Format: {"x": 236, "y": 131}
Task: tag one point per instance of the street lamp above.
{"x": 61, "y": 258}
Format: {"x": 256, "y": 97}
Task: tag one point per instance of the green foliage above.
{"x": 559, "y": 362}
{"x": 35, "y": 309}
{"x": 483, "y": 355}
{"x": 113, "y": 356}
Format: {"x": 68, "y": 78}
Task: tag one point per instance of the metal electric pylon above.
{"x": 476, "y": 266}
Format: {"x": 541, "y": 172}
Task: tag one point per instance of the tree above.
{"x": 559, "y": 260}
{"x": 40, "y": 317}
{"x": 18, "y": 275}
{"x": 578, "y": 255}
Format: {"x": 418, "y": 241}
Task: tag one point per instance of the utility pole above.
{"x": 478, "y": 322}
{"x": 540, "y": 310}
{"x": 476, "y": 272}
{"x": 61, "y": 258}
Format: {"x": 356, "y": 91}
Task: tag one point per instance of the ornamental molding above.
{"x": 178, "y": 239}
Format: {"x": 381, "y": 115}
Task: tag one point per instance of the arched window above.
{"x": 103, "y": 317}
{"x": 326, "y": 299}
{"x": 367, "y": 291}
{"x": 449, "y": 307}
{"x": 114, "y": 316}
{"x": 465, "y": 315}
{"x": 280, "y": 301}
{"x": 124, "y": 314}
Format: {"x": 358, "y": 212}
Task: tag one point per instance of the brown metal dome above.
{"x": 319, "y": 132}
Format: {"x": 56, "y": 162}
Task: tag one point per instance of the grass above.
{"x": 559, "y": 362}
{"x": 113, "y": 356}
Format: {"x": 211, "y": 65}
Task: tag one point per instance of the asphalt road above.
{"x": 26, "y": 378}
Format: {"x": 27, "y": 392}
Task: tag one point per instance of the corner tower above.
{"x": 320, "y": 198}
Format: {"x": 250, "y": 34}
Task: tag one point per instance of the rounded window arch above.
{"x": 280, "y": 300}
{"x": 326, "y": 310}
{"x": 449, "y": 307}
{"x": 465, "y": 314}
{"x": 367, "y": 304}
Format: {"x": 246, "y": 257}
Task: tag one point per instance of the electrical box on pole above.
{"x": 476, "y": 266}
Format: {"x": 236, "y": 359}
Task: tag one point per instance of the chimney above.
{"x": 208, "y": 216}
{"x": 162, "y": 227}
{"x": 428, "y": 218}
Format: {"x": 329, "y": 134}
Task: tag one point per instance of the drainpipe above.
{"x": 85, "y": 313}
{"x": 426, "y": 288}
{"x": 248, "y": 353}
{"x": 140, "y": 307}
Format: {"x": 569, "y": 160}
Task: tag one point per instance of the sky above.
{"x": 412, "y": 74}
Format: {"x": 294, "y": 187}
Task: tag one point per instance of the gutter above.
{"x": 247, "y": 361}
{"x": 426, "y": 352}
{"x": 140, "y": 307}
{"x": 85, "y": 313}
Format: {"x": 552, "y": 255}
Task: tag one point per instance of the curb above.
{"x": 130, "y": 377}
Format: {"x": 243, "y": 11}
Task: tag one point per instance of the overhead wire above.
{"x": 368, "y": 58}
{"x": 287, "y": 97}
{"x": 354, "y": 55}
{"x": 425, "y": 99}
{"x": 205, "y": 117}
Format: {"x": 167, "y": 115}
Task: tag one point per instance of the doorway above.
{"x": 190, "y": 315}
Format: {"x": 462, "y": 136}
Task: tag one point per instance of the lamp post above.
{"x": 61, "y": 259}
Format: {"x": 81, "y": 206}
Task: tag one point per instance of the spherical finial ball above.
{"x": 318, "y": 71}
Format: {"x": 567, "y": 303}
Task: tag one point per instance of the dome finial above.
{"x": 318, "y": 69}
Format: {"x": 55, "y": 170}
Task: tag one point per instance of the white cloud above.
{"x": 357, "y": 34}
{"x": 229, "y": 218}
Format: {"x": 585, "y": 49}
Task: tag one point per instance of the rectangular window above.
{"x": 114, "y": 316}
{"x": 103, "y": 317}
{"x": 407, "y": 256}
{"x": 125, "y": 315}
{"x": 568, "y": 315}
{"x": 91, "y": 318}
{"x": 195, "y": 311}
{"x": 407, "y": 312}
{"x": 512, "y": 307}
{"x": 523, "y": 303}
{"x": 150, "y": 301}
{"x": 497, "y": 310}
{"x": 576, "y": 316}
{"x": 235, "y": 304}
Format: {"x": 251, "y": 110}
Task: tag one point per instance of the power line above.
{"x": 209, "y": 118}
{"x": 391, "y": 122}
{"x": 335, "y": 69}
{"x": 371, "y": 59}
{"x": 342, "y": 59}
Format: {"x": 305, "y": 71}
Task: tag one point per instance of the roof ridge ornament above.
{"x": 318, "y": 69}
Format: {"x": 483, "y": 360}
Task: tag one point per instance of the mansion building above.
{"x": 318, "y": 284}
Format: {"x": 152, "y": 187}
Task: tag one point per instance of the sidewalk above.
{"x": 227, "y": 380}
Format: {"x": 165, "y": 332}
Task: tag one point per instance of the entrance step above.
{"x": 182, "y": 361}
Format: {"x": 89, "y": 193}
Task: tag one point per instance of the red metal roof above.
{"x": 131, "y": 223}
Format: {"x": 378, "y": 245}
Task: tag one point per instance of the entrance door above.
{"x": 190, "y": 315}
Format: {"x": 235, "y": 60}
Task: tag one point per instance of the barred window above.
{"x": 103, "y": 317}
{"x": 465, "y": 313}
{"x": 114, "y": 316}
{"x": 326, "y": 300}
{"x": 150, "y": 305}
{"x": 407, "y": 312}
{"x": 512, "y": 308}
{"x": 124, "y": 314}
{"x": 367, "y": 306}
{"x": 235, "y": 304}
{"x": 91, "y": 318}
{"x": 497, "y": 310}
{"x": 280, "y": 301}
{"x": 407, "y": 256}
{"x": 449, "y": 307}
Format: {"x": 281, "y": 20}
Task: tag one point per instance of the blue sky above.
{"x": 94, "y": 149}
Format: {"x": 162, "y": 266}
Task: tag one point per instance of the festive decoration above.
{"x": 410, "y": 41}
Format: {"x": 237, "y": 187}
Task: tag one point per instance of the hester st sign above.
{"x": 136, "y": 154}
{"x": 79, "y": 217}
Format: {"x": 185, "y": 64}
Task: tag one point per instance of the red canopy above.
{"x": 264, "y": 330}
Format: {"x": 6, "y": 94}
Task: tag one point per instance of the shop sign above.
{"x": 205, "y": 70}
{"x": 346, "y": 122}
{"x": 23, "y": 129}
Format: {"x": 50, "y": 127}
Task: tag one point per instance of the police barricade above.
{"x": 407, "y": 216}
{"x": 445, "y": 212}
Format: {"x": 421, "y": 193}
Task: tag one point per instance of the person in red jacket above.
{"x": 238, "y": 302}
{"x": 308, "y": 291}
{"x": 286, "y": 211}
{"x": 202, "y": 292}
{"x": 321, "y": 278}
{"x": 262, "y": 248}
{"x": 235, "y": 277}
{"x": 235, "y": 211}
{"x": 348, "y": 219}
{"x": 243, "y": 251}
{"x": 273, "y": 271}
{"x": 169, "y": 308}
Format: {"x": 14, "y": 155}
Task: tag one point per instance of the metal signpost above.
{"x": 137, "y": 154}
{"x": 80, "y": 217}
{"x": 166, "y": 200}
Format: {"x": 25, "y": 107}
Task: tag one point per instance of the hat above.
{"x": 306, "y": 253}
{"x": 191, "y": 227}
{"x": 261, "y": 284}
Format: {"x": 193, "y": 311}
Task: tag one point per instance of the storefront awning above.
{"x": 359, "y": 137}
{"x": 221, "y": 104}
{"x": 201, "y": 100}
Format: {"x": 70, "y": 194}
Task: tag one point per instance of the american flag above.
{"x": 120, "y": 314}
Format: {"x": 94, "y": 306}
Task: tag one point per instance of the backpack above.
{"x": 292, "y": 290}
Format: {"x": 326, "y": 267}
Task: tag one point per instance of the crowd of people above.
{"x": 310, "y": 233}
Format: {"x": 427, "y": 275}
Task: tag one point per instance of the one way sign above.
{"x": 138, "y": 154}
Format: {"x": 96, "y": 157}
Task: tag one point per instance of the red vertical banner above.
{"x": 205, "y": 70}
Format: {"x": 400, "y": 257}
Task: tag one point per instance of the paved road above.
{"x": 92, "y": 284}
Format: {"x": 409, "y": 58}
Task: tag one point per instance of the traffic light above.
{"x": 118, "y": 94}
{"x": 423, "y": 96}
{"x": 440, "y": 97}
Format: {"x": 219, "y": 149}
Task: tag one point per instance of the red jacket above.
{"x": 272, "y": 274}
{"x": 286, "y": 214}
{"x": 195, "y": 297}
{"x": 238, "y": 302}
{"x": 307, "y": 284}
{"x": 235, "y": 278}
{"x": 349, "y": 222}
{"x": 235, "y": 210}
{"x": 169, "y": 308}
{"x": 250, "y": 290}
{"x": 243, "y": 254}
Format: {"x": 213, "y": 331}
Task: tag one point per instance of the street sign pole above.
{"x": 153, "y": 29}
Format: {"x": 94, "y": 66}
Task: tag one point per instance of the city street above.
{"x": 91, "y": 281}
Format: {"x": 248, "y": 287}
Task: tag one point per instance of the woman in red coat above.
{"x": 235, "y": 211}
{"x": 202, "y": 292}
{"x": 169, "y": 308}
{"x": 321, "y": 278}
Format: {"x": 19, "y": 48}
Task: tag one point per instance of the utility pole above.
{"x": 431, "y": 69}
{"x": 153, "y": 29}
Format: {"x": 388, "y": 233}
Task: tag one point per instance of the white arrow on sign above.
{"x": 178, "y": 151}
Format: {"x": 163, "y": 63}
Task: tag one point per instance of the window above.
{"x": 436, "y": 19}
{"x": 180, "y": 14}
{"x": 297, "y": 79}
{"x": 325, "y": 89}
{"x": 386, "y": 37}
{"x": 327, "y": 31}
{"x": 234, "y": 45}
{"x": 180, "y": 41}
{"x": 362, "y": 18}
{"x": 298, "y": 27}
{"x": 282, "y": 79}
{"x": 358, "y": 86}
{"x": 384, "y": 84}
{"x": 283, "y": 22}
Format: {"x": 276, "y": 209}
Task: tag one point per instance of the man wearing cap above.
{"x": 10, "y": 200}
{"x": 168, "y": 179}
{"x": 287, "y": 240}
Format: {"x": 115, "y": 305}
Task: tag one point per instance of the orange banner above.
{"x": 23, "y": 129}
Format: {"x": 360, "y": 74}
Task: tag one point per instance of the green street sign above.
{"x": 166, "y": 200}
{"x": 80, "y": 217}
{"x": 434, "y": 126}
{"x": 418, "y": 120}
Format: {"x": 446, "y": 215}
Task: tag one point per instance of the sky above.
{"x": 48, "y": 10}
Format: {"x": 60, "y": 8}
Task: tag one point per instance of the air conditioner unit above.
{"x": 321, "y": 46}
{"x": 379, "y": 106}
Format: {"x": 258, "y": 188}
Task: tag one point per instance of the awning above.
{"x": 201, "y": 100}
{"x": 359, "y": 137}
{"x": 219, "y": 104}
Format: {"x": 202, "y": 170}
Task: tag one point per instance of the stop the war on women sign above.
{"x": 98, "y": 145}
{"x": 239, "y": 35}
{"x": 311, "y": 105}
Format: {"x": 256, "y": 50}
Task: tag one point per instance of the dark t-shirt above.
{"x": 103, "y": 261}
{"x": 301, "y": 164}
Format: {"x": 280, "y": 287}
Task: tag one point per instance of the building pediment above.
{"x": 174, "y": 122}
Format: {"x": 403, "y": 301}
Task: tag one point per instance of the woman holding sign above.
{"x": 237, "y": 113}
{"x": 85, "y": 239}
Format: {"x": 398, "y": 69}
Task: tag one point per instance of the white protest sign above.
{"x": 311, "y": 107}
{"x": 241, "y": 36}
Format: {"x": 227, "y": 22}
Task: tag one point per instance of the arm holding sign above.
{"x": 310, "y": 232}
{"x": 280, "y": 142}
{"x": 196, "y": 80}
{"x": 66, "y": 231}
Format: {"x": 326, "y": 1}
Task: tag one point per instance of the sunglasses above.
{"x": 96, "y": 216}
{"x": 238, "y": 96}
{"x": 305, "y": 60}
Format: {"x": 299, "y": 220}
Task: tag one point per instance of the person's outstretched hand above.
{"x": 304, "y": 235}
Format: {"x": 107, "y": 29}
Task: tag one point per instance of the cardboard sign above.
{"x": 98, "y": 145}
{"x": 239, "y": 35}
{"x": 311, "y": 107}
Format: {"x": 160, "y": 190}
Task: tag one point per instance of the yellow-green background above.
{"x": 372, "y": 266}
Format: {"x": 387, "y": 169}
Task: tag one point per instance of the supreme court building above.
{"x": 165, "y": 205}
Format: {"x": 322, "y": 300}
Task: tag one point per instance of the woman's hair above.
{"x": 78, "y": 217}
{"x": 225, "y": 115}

....

• [AIM OF THE TASK] How many lines in the entries above contain the string "awning", with case counting? Reply with the number alone.

• [SOLVED PROBLEM] 2